Task instructions
Scan the listing for "below" and copy out each line that has it.

Supplied material

*** Block opens ***

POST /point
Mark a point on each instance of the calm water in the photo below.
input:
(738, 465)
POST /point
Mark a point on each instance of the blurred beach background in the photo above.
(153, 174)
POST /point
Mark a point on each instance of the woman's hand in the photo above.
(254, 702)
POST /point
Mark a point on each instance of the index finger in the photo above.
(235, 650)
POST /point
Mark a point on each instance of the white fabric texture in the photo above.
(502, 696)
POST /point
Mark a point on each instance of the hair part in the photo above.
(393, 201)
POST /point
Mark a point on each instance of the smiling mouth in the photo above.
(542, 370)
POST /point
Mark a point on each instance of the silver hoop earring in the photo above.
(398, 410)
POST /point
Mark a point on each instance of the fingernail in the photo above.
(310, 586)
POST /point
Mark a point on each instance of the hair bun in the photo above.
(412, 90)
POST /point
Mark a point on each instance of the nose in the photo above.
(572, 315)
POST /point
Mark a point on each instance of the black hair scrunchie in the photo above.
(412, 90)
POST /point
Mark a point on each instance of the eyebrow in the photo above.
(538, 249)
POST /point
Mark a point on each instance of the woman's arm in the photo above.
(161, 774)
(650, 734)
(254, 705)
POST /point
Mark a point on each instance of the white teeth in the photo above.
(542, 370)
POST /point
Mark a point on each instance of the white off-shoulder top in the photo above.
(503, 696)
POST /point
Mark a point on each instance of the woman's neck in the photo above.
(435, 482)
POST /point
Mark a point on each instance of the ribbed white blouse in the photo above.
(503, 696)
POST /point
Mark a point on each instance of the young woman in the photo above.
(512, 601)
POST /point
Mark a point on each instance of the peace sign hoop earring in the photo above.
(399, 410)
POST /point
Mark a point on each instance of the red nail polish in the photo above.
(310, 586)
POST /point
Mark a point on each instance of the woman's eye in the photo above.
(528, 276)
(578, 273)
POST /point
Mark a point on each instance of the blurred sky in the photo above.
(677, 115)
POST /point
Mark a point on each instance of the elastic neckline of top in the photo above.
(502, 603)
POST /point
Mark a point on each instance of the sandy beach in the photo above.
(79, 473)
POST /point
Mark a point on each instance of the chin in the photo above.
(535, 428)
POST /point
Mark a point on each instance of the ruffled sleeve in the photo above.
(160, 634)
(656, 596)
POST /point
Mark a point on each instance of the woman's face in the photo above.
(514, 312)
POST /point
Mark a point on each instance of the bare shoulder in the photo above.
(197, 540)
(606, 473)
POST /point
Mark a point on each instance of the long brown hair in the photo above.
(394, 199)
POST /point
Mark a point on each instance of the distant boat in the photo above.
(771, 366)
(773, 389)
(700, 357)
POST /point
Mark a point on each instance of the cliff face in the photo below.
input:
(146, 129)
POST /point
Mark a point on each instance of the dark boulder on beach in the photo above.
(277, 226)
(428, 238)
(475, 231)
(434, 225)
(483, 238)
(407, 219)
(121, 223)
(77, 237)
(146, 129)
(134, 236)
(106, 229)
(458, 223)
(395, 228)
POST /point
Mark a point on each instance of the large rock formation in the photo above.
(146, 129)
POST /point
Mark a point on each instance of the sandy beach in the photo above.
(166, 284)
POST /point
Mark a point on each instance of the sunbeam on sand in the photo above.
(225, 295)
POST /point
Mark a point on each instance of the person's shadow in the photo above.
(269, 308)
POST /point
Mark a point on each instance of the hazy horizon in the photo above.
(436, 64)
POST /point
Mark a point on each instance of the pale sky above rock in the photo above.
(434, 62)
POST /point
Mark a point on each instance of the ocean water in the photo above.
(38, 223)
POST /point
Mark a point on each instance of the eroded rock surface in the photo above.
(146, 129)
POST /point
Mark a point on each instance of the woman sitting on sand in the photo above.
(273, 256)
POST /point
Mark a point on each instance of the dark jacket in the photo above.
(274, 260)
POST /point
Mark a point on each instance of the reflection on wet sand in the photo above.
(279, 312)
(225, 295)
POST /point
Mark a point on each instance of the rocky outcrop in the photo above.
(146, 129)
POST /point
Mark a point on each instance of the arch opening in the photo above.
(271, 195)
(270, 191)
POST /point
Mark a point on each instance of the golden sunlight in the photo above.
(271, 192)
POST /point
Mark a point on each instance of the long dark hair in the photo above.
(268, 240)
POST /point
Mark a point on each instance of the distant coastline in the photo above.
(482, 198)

*** Block closes ***

Reply
Mark a point on each instance of the calm water in the photo below.
Mark a point on each instance of the cliff face in the photo below.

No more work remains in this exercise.